Reading text

The Sub-district Court ordered an employer to pay the employee the sick pay over the average number of hours she had worked in 2019 and 2020 -which was 16.9 hours per week- even though subsequently it was found that the employee had simultaneously been employed by another employer where she worked 36 hours per week.
A healthcare institution employed an employee in a position that was declared redundant during a reorganisation. In order to be reassigned to another position, the employee had attended training programme for a higher position on two occasions; both times without obtaining the required diploma, however. In order to enable attending the training programme, the number of hours of the employee, originally set at an average of three hours per week, was temporarily extended to an average of 24 hours per week. But in the end, the employer announced that the employment contract would be terminated. Since the employee had reported ill in the meantime, it was agreed that the dismissal procedure would not be started until after the employee had recovered.

Task set
- a) State whether each of the following agrees with the text on the sick pay ruling, answering yes or no and quoting the words of the text that settle it: (i) the employee's hours were temporarily raised to an average of 24 hours per week; (ii) the employee obtained the required diploma on her second attempt; (iii) the dismissal procedure was to begin while the employee was still ill.
- b) Duplicate everything in the text on the sick pay ruling from "The Sub-district Court" down to "36 hours per week.".
- c) Summarize the text on the sick pay ruling in two sentences.

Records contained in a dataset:
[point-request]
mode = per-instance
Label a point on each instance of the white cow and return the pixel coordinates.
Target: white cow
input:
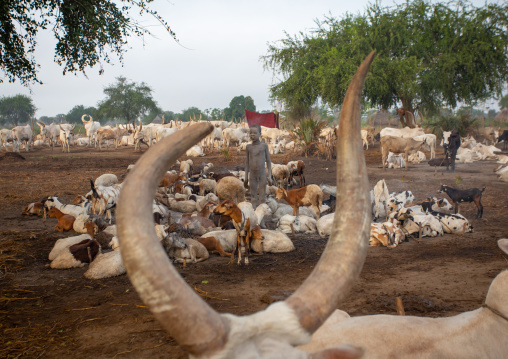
(22, 134)
(480, 333)
(405, 132)
(430, 140)
(66, 135)
(5, 137)
(91, 127)
(237, 135)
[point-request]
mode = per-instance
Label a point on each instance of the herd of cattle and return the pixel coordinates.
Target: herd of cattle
(399, 147)
(192, 216)
(198, 209)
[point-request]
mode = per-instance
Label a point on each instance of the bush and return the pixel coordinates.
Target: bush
(308, 132)
(463, 123)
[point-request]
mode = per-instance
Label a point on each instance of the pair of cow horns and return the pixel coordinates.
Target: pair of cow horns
(192, 322)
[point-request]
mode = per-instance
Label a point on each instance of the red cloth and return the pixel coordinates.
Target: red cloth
(269, 119)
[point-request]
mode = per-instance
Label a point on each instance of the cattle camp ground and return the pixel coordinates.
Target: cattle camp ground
(52, 313)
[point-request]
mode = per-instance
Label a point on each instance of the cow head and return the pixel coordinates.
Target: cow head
(275, 331)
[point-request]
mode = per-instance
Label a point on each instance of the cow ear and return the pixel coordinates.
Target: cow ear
(503, 244)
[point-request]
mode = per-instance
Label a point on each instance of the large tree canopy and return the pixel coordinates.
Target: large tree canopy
(16, 109)
(126, 101)
(428, 55)
(87, 31)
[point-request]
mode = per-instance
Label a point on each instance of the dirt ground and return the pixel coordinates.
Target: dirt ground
(47, 313)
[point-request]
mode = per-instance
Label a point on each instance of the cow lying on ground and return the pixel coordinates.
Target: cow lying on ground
(504, 138)
(480, 333)
(469, 195)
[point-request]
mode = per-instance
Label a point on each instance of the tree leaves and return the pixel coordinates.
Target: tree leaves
(87, 33)
(126, 101)
(16, 109)
(427, 55)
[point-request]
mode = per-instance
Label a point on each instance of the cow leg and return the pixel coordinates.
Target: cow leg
(247, 247)
(479, 205)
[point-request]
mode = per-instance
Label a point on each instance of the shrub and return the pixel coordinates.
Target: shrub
(463, 123)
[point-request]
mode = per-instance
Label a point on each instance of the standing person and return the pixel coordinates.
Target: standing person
(453, 146)
(257, 155)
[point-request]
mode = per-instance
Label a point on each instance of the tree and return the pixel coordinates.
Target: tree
(428, 55)
(75, 114)
(238, 105)
(126, 101)
(16, 109)
(87, 33)
(503, 103)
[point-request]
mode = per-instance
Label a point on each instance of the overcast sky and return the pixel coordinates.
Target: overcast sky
(222, 42)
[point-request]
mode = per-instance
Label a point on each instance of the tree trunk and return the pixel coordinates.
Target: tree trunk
(409, 118)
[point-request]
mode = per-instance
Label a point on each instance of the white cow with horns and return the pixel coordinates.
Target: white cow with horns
(276, 331)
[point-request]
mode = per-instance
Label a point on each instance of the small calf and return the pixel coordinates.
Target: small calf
(310, 195)
(33, 209)
(65, 221)
(213, 245)
(469, 195)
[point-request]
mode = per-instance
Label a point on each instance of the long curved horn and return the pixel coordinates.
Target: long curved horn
(344, 255)
(166, 293)
(156, 280)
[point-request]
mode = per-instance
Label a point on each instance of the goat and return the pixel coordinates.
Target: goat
(281, 175)
(191, 250)
(73, 210)
(469, 195)
(297, 168)
(170, 179)
(310, 195)
(230, 188)
(105, 197)
(387, 234)
(276, 330)
(77, 255)
(65, 221)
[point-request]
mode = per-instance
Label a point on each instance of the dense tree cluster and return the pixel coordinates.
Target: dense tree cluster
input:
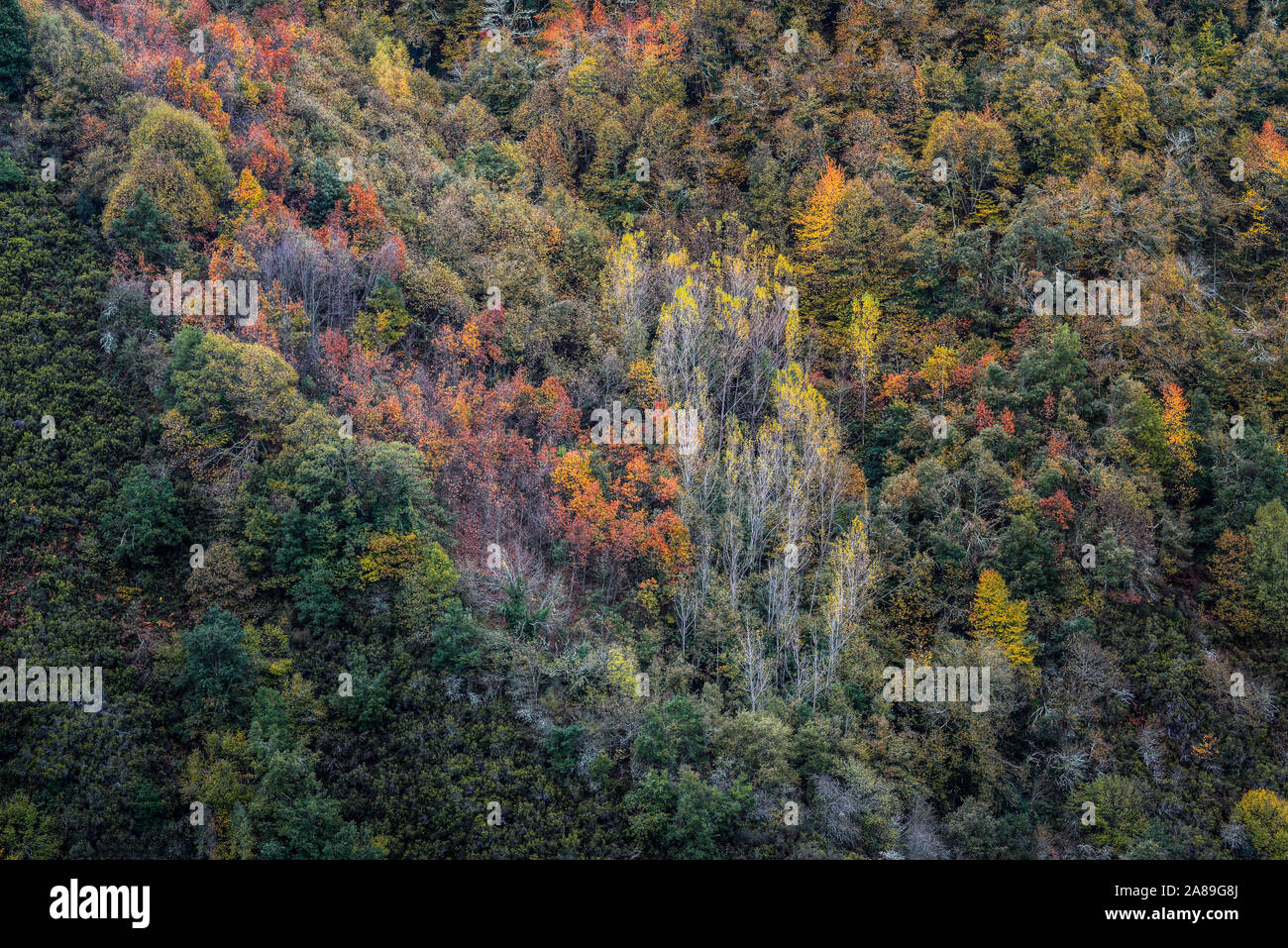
(369, 575)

Exercise answers
- a)
(i) Yes: "was temporarily extended to an average of 24 hours per week"
(ii) No: "both times without obtaining the required diploma, however"
(iii) No: "the dismissal procedure would not be started until after the employee had recovered"

- b)
The Sub-district Court ordered an employer to pay the employee the sick pay over the average number of hours she had worked in 2019 and 2020 -which was 16.9 hours per week- even though subsequently it was found that the employee had simultaneously been employed by another employer where she worked 36 hours per week.

- c) A Sub-district Court ordered an employer to pay an employee sick pay based on her average of 16.9 hours per week in 2019 and 2020, although it was later found that she had also worked 36 hours per week for another employer at the same time. Her position at a healthcare institution had been declared redundant, and after she twice failed to obtain the diploma for a higher position, the employer announced that her contract would be terminated, with the dismissal procedure delayed until she had recovered from her illness.